Point-based annotation data:
○ ○ ○
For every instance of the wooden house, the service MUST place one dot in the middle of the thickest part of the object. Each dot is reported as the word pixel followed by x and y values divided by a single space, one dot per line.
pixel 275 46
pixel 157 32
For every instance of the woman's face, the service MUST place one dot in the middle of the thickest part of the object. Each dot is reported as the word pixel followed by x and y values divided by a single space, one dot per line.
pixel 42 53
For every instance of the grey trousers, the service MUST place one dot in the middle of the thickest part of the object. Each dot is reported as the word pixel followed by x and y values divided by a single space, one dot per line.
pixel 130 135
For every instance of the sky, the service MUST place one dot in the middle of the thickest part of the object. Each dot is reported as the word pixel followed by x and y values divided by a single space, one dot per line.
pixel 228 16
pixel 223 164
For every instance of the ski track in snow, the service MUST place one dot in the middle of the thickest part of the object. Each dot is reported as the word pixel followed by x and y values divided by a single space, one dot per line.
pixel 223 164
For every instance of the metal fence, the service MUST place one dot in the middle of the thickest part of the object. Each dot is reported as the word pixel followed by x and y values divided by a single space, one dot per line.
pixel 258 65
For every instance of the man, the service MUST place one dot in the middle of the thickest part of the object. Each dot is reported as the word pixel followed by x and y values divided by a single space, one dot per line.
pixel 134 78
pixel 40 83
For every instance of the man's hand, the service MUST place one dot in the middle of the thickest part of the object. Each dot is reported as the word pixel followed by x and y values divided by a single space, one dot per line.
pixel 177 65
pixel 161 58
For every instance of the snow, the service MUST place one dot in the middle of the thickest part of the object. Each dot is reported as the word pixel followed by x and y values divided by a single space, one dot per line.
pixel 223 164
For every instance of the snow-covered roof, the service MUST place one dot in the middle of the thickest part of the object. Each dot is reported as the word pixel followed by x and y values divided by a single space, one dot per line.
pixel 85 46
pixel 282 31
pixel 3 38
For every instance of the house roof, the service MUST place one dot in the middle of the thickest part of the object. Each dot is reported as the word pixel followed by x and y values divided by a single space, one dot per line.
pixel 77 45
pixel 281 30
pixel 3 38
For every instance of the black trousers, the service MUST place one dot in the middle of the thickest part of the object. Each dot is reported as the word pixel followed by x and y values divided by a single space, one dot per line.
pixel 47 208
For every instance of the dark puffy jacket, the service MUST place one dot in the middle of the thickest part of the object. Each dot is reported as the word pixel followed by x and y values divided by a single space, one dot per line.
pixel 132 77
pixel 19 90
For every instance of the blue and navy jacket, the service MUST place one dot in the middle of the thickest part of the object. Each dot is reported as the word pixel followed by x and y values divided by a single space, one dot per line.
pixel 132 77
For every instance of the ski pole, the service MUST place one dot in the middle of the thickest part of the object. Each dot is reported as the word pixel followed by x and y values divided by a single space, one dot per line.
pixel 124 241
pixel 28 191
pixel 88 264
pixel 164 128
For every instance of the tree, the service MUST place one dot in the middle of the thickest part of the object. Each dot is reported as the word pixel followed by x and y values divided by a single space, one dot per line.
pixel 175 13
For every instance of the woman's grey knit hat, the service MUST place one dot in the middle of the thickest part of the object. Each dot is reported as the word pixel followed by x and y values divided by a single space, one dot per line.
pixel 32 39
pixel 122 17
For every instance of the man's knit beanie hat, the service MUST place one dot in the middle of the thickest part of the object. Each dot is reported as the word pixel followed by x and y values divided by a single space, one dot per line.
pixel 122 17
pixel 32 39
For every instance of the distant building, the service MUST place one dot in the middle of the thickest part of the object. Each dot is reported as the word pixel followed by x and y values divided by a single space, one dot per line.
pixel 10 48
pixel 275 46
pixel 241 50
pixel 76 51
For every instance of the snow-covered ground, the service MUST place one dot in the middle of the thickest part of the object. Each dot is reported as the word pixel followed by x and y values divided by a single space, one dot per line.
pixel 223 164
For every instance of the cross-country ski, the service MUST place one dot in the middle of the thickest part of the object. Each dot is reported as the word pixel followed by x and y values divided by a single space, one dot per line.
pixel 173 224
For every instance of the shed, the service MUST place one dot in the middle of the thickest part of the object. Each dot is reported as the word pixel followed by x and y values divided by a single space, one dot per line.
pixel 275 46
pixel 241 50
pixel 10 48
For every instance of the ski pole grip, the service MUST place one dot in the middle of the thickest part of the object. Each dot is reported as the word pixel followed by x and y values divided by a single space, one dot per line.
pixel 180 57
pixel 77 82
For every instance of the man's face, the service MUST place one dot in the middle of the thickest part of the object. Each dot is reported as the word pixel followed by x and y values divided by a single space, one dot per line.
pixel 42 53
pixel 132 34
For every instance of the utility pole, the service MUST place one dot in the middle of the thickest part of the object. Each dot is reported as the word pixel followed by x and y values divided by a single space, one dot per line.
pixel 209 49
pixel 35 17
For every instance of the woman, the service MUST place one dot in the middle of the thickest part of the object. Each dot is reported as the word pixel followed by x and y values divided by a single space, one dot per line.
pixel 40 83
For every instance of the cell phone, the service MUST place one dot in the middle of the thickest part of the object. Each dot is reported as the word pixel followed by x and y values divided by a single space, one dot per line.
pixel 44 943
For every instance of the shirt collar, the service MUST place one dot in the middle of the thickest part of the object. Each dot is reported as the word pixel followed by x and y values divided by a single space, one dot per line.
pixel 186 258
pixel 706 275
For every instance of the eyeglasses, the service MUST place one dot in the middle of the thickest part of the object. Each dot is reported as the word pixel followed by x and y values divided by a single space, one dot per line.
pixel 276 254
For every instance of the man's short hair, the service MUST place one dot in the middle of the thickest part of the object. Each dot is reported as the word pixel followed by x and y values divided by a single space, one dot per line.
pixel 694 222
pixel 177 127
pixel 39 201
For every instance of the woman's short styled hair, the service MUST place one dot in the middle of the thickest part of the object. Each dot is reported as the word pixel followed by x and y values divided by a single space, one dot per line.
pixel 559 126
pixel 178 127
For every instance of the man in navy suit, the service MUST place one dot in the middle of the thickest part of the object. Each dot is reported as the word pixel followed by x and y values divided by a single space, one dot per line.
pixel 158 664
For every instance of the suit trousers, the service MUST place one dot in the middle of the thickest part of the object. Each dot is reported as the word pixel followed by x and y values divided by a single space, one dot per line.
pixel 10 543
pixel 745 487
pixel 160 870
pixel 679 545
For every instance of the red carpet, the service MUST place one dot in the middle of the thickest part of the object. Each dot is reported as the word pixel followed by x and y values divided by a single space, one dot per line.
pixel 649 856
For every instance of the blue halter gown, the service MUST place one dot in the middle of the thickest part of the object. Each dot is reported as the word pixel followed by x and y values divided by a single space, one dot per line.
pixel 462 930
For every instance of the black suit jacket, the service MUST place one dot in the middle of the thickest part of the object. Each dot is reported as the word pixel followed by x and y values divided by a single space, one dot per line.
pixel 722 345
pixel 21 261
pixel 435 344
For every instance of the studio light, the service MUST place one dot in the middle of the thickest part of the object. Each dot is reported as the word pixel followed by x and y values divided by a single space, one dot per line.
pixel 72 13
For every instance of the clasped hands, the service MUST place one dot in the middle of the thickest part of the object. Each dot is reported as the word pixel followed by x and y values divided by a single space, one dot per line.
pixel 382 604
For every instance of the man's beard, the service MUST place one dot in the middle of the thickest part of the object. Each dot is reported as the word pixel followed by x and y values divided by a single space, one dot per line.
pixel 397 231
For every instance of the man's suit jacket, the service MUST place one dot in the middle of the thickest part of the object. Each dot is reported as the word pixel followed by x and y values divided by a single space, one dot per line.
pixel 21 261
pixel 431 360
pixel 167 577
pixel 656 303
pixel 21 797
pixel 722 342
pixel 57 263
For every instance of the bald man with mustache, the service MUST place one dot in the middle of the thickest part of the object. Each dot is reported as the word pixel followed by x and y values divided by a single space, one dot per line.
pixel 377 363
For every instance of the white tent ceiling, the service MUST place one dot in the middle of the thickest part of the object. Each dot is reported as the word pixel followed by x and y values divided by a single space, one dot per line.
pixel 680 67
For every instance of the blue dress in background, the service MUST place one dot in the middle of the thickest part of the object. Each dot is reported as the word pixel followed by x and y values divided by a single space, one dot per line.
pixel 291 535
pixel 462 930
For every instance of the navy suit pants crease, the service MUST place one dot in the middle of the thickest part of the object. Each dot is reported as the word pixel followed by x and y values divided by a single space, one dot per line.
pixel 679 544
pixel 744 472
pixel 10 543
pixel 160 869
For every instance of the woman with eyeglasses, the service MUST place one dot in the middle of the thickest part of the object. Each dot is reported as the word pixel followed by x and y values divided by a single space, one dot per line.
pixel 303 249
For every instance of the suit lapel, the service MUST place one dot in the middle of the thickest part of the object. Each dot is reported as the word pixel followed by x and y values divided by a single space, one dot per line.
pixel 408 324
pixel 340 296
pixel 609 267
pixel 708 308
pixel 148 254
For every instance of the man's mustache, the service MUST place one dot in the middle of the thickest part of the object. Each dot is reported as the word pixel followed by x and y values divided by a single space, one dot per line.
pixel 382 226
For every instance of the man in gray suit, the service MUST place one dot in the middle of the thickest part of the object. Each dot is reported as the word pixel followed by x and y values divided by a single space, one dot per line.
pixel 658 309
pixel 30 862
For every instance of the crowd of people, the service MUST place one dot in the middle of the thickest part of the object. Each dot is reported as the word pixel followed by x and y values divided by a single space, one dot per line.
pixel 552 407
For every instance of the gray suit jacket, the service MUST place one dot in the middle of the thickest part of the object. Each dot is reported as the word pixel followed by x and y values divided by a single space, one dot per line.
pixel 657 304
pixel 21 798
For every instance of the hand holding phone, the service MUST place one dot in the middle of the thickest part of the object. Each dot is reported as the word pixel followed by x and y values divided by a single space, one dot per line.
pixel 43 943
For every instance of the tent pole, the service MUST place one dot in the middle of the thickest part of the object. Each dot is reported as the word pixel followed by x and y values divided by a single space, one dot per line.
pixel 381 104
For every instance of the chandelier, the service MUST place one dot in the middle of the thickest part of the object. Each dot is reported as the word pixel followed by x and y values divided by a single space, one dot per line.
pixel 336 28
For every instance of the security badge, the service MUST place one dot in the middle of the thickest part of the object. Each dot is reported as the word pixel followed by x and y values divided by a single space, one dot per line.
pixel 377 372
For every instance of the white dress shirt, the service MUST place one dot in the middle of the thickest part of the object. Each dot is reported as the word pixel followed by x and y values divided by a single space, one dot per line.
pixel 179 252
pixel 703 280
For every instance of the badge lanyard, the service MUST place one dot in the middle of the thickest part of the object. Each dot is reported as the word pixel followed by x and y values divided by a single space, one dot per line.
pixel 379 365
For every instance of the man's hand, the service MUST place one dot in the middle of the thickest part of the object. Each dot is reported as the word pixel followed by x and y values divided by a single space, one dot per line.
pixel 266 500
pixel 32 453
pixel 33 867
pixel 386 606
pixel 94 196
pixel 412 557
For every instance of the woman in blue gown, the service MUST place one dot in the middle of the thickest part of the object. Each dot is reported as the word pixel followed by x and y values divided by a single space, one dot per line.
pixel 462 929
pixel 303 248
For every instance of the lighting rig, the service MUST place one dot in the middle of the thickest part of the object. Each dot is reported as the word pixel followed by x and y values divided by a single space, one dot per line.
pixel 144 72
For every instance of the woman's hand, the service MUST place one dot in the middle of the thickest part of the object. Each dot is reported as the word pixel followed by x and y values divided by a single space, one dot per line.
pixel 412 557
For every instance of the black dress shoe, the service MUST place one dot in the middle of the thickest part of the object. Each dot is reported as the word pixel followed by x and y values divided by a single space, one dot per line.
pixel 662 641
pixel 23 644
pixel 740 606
○ ○ ○
Duplicate, unchanged, every line of the records above from the one containing "For every instance of the man's beard, the" down to the one containing "pixel 377 363", including both of those lines.

### [EXPECTED ANSWER]
For every instance of the man's beard, the service MUST place one dot in the middle of the thickest part of the object. Each dot is reported as the word pixel followed by x and y values divided by a single space, one dot per line.
pixel 397 231
For every instance of the man's suit jacket, the service MUST place one dot in the middle of the thickest part of the object. Each dot is reported as the word pixel followed by x and y values divided by a single space, one dot per line.
pixel 21 261
pixel 431 360
pixel 167 577
pixel 656 303
pixel 21 797
pixel 722 342
pixel 57 263
For every instance of the bald man with mustache, the service MUST place one dot in the middle of the thickest part of the object. Each dot is reported as the word pixel followed by x and y values divided by a single space, one dot per line.
pixel 377 363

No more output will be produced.